__GIVEN EXERCISE A__
Name every distinct year that appears in the devotional post below, each only once.

__PAGE EXTRACT__
Tuesday, January 31, 2017
January 28 1999
I Corinthians 2:1-2
And I, brethren, when I came to you, did not come with excellence of speech or of wisdom declaring to you the testimony of God. For I determined not to know anything among you except Jesus Christ and Him crucified.
January 28th is a kind of anniversary of sorts for me. Maybe that is the wrong terminology...to say it is my anniversary. it really isn't about me...it's about God.
Him at work...me cooperating with Him. Him exercising power.....me an empty conduit for that power to move and touch. any who, I digress...it is an anniversary.
I came to Rapha in August of 1998. I was simply someone who filled in where I was needed. Some days it was to oversee a class....other times it was to show a video to the group. In December of that year, Steve Yarbrough approached me about taking over a time slot to teach. I immediately said yes and told Steve that I would teach a "God-101" class, kind of an intro to God. My first group started in January of 1999. The dynamic of teaching such a group was a whole other ball game than what I had was accustom to. Those first classes were not very good and thank God that He didn't give up on me. I am grateful as well to those who had to sit in those first excruciating teachings. I stumbled and fumbled thoughts and words, but I kept on coming back every day to teach.
Through the class time and the questions that seem to come my way, I learned to "hear" God on the fly (that is how I refer to it). In other words, the Holy Spirit truly became my guide taking me to Scriptures to help answer questions that were asked. He helped me to learn how to directthe flow of the teaching so that it was exactly what God wanted to teach rather than some meandering trip into topics that had no value to the group.
On January 28, 1999, I finished up the days teaching and began to talk about God's desire to have relationship with us. I spoke of His love and mercy that was present for all who gave up life and will over to His care. As I began to pray, a young man off to my side began to cry. Bending over and placing his hands over his face, you could tell that God was all over this man. As quickly as the crying had started, he began to rock back and forth and the crying grew harder. There was a struggle going on for this young man's very soul. There was evidence that there were demonic spirits involved trying to keep him from entering into this offer for salvation. Much prayer and interaction with the young man only brought out more of the demonization. But, God was not to be denied. The young man renounced all the darkness and sin he had embraced. He renounced the presence of the demonic influences in his life. With each declaration of wanting to break free from the darkness, the presence of God grew stronger. Finally the young man screamed at the top of his voice, "I want to be saved...I want God!!!" It all broke with that declaration. Salvation came to this young man. He looked different. He talked different. He was different. He was now a new believer....a child of God. Brad had been freed from the demons and darkness that had held him in bondage for years.

__DATA SUPPLIED__

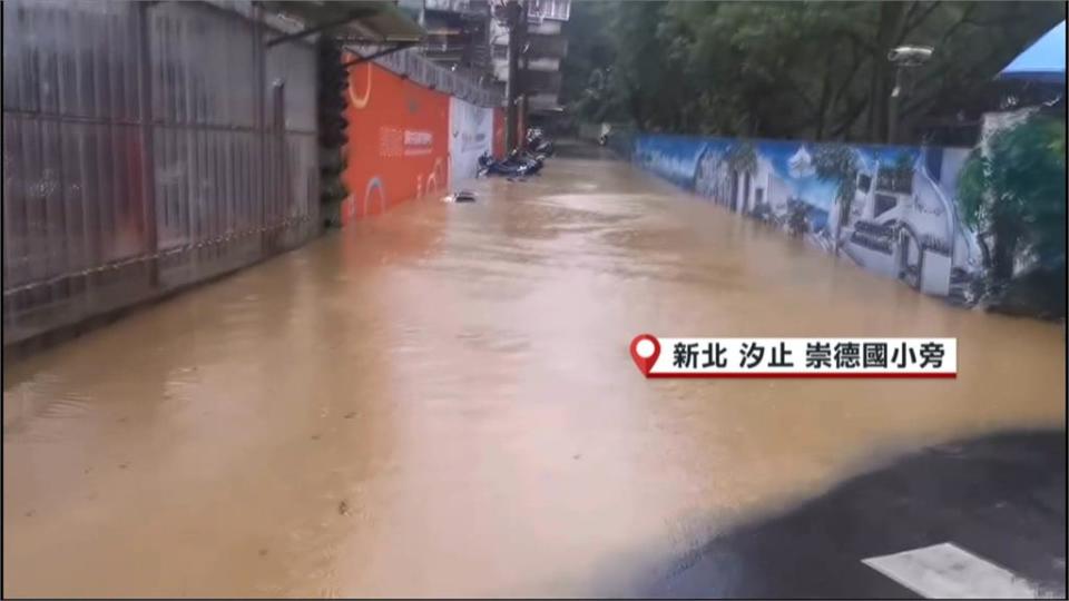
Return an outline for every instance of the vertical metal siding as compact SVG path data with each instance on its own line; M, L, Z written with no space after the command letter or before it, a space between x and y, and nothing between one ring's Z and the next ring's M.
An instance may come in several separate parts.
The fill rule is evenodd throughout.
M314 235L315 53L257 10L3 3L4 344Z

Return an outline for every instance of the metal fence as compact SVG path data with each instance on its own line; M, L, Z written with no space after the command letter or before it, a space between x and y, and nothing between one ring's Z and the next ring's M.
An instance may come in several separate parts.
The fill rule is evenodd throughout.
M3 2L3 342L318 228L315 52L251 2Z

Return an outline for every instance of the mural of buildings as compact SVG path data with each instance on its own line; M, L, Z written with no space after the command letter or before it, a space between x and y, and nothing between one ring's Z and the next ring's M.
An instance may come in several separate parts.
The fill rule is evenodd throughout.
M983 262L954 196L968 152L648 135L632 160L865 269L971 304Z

* * *

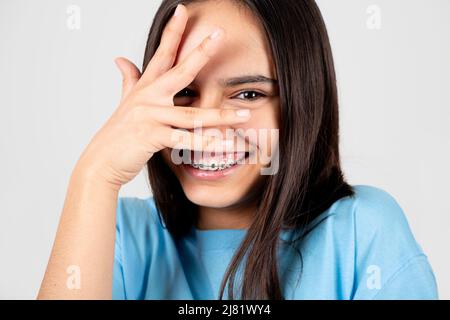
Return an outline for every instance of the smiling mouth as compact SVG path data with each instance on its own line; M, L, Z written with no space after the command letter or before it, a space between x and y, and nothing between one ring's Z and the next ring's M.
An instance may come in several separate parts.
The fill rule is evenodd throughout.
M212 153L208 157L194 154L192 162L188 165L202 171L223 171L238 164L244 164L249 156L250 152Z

__GIVEN EXERCISE B__
Copy out the listing lines above, from the line containing "Return an outline for every instance of the mural" through the line containing "M983 262L954 196L968", inclusive.

__COMPLETE RESPONSE A__
2017, 1999, 1998

__COMPLETE RESPONSE B__
Return an outline for every instance of the mural of buildings as compact SVG path data with each instance on its own line; M, L, Z written with no space after the command letter or before it, a space between x and y, and nothing between one ring's Z and the next ring's M.
An instance may come in several separate parts.
The fill rule is evenodd throughout.
M983 262L954 196L968 152L648 135L632 160L865 269L971 304Z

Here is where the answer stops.